[Start of DOCUMENT]

And of course what's been on my mind - what will inevitably come to dominate my thoughts - is the next step in my life. And the very question (What to do?) is part of the debate. I'm very tempted to just not decide and let the next step find me. I think there's just too much to consider and cull so that it might be counterproductive to look. What I have to convince myself of is that there is no one job where I can fulfill all of my goals - all I can do is take a good job and make the most of it, molding it into the job I want. Like this one. And the hope is that with every job, self-directed or not, I'll get closer and closer to my goals.

I guess it's just a professional reflection of my philosophical wanderings - that, inevitably, I will get closer and closer to the truth that doesn't really exist. Just like when you tear a piece of paper in half. And then do it again. And agian. And, assuming you get small enough instruments, you can keep on doing that for quite a while. You never get down to "no paper" - you just get infinitely close to it. I'll just get close enough to get a good idea. And I'll never find the perfect job. I'll just get close enough to have an idea of what it would be.

I'm so preoccupied with happiness - mainly, that of others - that I don't focus on my own. So my next job definitely needs to address that situation. Which isn't to say that I'm not happy. This is definitely the coolest (and lowest paying - roughly $30 per week) job. So I guess another objective would be to find something as cool.

Which leads me to the next conclusion, that I need to move. Preferably from the States. But I need to figure out where I am emotionally first, and how I can maintain relationships with loved ones. But I could easily see myself in China, Brazil, Lithuania or even Canada, speaking Chinese, Portuguese, Lithuanian or Canadian :) The possibilities make my head spin, because although it's only months away, it's a world that I can't imagine right now.

[End of DOCUMENT]

WORK INSTRUCTIONS -
Copy the passage on choosing a next job from "And of course" to "to my goals.".

[Start of EXTRACTED ENTRIES]

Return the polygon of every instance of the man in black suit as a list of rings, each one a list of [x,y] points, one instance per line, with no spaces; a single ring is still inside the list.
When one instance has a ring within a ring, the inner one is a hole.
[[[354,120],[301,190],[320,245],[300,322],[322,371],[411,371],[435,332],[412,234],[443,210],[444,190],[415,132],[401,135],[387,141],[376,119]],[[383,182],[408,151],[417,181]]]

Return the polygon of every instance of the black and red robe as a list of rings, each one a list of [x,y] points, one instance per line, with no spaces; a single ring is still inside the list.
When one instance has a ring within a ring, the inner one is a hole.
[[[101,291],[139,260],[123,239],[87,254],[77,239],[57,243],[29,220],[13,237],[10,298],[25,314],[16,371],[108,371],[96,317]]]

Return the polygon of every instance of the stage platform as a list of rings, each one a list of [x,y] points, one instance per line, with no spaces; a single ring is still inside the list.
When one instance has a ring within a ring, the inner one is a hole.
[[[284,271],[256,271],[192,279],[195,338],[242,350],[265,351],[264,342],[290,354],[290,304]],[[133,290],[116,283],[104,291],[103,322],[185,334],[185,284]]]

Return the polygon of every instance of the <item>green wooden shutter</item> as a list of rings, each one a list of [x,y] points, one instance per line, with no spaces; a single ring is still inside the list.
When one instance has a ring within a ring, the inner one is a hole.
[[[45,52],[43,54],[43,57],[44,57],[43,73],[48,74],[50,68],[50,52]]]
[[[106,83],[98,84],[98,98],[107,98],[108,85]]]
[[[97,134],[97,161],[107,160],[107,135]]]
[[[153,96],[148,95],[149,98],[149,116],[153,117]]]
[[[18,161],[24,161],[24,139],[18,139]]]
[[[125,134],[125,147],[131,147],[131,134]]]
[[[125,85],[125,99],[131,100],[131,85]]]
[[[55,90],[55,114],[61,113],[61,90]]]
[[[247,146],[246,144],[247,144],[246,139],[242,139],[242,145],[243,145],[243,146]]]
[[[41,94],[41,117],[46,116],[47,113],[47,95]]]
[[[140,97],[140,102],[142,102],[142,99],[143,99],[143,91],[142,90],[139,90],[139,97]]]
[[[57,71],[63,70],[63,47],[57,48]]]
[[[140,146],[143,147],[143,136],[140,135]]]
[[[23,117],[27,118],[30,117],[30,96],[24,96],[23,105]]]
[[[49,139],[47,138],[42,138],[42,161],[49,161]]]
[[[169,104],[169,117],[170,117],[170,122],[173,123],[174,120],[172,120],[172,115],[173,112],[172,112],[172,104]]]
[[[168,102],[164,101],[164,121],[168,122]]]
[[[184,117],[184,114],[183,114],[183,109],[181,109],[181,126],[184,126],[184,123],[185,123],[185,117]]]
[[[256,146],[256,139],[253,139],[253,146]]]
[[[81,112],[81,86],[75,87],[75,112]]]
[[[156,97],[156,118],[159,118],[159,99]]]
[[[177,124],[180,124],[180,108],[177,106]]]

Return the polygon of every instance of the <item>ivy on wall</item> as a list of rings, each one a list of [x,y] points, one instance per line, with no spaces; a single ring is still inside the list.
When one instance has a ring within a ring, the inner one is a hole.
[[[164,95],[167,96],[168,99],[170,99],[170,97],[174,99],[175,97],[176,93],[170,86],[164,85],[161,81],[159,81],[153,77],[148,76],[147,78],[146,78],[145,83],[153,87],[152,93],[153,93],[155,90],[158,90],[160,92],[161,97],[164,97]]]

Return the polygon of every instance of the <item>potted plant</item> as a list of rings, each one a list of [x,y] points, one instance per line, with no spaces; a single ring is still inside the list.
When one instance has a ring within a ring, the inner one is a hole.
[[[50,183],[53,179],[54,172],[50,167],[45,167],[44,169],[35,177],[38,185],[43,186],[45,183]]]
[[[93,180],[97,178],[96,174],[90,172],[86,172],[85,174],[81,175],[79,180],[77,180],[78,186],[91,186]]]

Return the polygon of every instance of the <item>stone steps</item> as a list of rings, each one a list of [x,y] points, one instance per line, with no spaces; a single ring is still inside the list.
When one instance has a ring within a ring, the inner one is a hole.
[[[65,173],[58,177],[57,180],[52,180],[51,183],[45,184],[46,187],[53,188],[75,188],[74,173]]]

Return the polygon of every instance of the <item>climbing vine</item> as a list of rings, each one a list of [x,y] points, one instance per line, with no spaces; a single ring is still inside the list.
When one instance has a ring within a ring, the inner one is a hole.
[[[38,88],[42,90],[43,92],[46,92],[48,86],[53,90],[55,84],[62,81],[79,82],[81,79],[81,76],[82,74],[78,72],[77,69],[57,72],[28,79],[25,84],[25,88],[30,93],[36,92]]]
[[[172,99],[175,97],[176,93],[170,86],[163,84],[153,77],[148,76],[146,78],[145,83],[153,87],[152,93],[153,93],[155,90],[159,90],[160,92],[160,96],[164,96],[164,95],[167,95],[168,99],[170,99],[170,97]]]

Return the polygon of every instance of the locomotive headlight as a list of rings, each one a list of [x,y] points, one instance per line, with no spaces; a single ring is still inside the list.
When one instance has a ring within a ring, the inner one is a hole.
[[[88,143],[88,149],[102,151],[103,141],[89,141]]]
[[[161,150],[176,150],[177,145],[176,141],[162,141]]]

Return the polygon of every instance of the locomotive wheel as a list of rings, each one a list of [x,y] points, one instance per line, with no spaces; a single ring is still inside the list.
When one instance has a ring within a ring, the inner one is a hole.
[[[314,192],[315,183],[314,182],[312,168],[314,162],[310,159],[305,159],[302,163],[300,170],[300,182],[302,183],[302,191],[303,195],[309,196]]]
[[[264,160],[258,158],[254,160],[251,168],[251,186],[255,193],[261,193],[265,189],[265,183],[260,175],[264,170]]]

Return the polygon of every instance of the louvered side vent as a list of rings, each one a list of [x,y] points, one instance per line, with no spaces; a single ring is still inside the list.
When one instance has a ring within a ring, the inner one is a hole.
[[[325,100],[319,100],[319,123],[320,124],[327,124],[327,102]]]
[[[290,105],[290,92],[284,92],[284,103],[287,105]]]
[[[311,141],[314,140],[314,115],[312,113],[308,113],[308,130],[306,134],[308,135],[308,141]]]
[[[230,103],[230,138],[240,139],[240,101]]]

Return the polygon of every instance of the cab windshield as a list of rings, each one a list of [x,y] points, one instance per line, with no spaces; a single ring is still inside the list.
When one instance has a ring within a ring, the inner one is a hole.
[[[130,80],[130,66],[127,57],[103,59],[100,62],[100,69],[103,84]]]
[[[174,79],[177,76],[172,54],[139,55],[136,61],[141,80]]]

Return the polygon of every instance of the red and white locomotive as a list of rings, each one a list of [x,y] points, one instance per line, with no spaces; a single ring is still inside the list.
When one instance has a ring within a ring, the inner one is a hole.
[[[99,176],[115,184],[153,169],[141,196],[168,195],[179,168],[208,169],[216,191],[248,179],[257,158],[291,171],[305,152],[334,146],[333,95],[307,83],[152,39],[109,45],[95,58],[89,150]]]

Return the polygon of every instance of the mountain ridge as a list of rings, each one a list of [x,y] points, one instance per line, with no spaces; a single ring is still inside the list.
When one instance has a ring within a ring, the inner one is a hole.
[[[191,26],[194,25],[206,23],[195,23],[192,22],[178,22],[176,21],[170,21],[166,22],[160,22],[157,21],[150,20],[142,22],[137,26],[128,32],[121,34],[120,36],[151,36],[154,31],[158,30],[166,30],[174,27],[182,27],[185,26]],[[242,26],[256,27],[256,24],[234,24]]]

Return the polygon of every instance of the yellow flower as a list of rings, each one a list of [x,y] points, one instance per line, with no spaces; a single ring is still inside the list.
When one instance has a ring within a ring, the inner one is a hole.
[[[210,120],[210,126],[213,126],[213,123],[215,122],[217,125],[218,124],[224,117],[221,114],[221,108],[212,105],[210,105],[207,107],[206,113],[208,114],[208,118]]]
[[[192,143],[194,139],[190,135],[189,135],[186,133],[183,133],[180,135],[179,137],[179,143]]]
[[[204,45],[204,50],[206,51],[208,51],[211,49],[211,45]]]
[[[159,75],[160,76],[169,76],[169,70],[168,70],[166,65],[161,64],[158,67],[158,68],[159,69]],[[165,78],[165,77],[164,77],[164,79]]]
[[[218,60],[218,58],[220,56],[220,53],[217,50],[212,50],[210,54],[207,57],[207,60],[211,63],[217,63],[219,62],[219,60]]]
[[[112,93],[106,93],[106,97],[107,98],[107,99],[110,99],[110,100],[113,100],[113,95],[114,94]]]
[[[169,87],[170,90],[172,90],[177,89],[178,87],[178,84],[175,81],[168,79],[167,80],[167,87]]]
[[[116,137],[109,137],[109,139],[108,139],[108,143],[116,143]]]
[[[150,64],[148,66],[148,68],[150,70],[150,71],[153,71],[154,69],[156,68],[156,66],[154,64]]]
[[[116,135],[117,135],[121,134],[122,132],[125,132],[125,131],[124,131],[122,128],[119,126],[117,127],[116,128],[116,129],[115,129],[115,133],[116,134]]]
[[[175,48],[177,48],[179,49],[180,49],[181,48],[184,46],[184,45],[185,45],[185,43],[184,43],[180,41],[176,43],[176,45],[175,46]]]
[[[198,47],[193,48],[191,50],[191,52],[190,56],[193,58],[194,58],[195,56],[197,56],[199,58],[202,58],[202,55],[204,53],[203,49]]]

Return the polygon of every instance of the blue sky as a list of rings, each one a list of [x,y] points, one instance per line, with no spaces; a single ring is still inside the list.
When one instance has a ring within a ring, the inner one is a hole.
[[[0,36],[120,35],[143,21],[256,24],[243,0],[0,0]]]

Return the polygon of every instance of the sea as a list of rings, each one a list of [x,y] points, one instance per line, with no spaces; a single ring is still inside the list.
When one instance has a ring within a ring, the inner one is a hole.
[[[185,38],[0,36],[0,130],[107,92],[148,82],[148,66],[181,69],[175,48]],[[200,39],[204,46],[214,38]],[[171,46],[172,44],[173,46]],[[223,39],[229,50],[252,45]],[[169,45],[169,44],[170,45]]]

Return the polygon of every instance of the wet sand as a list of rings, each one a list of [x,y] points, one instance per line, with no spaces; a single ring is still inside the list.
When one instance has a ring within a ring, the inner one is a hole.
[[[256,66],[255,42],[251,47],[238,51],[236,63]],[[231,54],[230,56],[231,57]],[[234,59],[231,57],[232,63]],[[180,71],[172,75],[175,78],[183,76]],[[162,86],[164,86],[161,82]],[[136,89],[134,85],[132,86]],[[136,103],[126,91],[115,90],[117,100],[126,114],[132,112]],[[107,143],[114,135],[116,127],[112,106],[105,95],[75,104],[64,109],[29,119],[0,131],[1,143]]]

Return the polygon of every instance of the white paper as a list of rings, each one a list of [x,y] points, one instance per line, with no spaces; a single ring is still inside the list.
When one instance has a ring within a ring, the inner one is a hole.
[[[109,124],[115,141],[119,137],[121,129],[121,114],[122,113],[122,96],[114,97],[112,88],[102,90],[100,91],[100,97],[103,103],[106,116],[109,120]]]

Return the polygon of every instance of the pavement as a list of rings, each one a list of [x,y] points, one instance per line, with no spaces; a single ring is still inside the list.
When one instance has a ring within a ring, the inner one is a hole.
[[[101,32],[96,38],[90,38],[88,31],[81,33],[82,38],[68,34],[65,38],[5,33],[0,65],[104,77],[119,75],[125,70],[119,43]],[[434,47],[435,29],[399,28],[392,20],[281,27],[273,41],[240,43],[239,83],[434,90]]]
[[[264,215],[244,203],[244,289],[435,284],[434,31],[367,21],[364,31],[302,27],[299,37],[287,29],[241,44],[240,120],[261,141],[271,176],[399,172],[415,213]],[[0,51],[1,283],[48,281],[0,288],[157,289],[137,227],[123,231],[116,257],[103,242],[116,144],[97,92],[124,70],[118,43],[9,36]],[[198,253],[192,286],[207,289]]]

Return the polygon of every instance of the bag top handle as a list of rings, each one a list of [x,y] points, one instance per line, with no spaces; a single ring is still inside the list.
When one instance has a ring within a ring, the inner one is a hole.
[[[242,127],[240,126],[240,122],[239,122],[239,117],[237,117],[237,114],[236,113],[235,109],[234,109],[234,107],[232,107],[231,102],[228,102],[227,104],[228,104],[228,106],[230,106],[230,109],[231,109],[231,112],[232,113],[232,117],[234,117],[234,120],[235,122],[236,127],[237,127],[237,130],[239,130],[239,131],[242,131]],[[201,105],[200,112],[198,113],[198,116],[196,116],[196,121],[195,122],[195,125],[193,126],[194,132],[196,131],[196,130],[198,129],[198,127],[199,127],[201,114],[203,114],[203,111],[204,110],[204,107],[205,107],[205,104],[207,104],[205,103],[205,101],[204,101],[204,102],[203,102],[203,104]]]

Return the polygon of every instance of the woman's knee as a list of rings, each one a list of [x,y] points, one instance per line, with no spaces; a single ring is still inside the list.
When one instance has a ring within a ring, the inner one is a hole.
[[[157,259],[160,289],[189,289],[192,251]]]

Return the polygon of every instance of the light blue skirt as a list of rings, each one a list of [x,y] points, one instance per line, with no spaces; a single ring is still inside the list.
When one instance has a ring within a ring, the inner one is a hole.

[End of EXTRACTED ENTRIES]

THE OUTPUT -
And of course what's been on my mind - what will inevitably come to dominate my thoughts - is the next step in my life. And the very question (What to do?) is part of the debate. I'm very tempted to just not decide and let the next step find me. I think there's just too much to consider and cull so that it might be counterproductive to look. What I have to convince myself of is that there is no one job where I can fulfill all of my goals - all I can do is take a good job and make the most of it, molding it into the job I want. Like this one. And the hope is that with every job, self-directed or not, I'll get closer and closer to my goals.